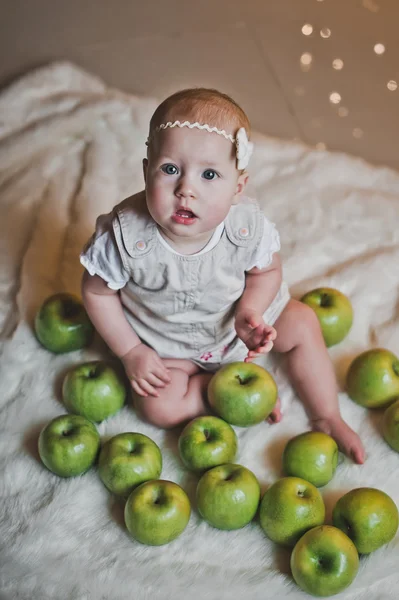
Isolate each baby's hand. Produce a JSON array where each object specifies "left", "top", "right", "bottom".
[
  {"left": 235, "top": 309, "right": 277, "bottom": 361},
  {"left": 121, "top": 343, "right": 171, "bottom": 397}
]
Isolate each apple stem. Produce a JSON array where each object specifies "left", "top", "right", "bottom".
[
  {"left": 63, "top": 301, "right": 80, "bottom": 319},
  {"left": 153, "top": 490, "right": 164, "bottom": 505},
  {"left": 344, "top": 519, "right": 352, "bottom": 533},
  {"left": 235, "top": 374, "right": 253, "bottom": 385},
  {"left": 320, "top": 294, "right": 331, "bottom": 308},
  {"left": 89, "top": 364, "right": 102, "bottom": 378}
]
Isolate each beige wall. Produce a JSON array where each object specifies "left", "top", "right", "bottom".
[{"left": 1, "top": 0, "right": 398, "bottom": 169}]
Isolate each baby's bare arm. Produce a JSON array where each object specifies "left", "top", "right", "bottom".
[
  {"left": 234, "top": 254, "right": 282, "bottom": 357},
  {"left": 235, "top": 253, "right": 283, "bottom": 317},
  {"left": 81, "top": 270, "right": 141, "bottom": 357},
  {"left": 81, "top": 271, "right": 171, "bottom": 396}
]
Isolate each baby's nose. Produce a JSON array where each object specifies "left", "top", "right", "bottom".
[{"left": 175, "top": 176, "right": 196, "bottom": 198}]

****************

### WORK ITEM
Extract, verbatim, the lines from the one containing "Isolate each apple" through the last line of the listing above.

### WRITTEN SOLUTION
Isolate each apple stem. Produce a JSON array where each object specifies "left", "top", "right", "bottom".
[
  {"left": 63, "top": 301, "right": 80, "bottom": 319},
  {"left": 153, "top": 490, "right": 164, "bottom": 505},
  {"left": 344, "top": 519, "right": 352, "bottom": 533},
  {"left": 235, "top": 374, "right": 253, "bottom": 385},
  {"left": 320, "top": 294, "right": 331, "bottom": 308},
  {"left": 89, "top": 364, "right": 102, "bottom": 378}
]
Isolate each beige wall. Produce a JSON array where each object specifies "left", "top", "right", "bottom".
[{"left": 1, "top": 0, "right": 398, "bottom": 169}]
Isolate each baby's bare arm. Produce a JSON array where each object specifies "left", "top", "right", "bottom".
[
  {"left": 234, "top": 254, "right": 282, "bottom": 357},
  {"left": 235, "top": 253, "right": 283, "bottom": 317},
  {"left": 81, "top": 270, "right": 141, "bottom": 357},
  {"left": 81, "top": 271, "right": 171, "bottom": 396}
]
Isolate each baby's nose. Produce a JSON array where each object specifies "left", "top", "right", "bottom".
[{"left": 175, "top": 176, "right": 196, "bottom": 198}]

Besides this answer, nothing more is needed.